- Document extract -

>> Begin

🚀 ValidateX

A powerful, extensible data quality validation framework for Python.

Badges represent (from left to right): CI/CD Build Status, Code Coverage, Test Count, Latest PyPI Release, Supported Python Versions, License, and Code Style.

ValidateX provides a comprehensive suite of tools for validating, profiling, and monitoring data quality across Pandas, Polars, and PySpark DataFrames, as well as Push-Down SQL engines. Inspired by Great Expectations, it offers a simpler, more focused approach with modern, production-ready HTML reports and an intuitive API.

🖼️ Report Preview

Column Health Summary with mini bar charts

Severity-tagged Expectations with human-readable output

🤔 Why ValidateX?

Feature	ValidateX	Great Expectations	Pandera
Easy Setup	✅ `pip install` → validate in 5 lines	⚠️ Heavy multi-step context setup	✅ Decorator & Schema API
HTML Report Generator	✅ Modern dark-theme report	✅ Data docs site	❌ Basic schema error logs
Data Quality Score	✅ Weighted (0–100) business score	❌	❌
PySpark Support	✅ Distributed DataFrame support	✅	⚠️ Limited PySpark engine
Polars Support	✅ Multi-threaded Rust support	✅	⚠️
Push-Down SQL Native	✅ Postgres, Snowflake, BigQuery, DuckDB	✅	❌
Data Drift (PSI)	✅ Built-in PSI & Schema shifts	❌ Separate plugins	❌
Airflow Operator	✅ `ValidateXOperator` built-in	⚠️ External provider	❌
Webhook Alerts	✅ Slack & Teams built-in	⚠️ Complex webhook setups	❌

ValidateX is not a replacement for Great Expectations — it's a focused alternative for teams that want production-grade data validation without the overhead.

>> End

- Task prompt -
Reproduce word for word the part of the ValidateX overview that begins at the words "Badges represent (from" and stops after the words "an intuitive API.".

- Data excerpt -
>> Begin

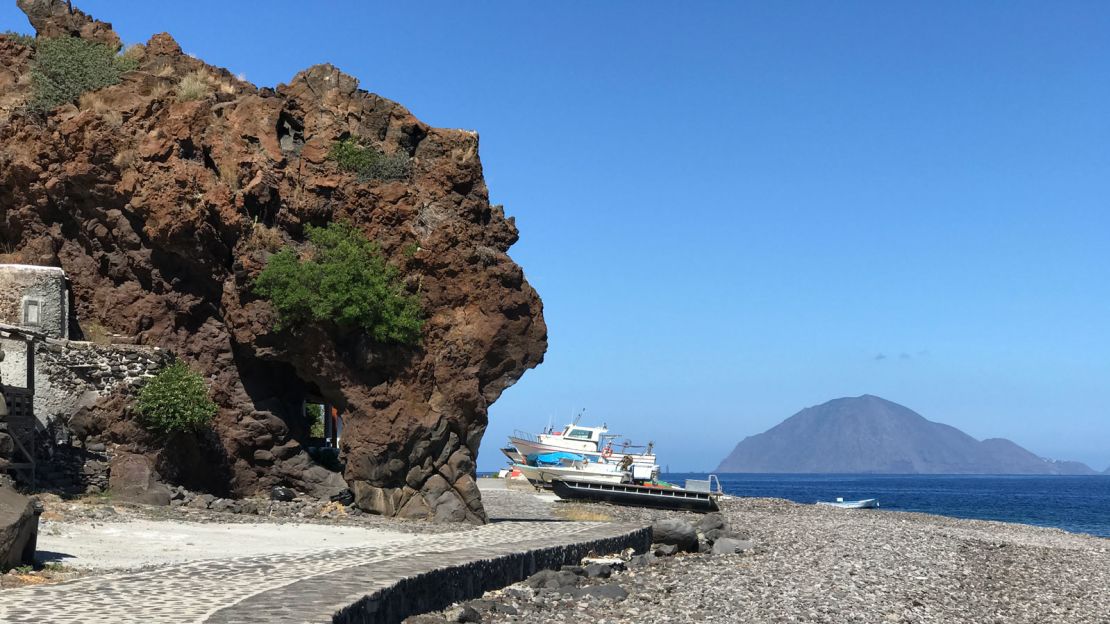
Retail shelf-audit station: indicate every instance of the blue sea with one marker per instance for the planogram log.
(1080, 504)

>> End

- Correct response -
Badges represent (from left to right): CI/CD Build Status, Code Coverage, Test Count, Latest PyPI Release, Supported Python Versions, License, and Code Style.

ValidateX provides a comprehensive suite of tools for validating, profiling, and monitoring data quality across Pandas, Polars, and PySpark DataFrames, as well as Push-Down SQL engines. Inspired by Great Expectations, it offers a simpler, more focused approach with modern, production-ready HTML reports and an intuitive API.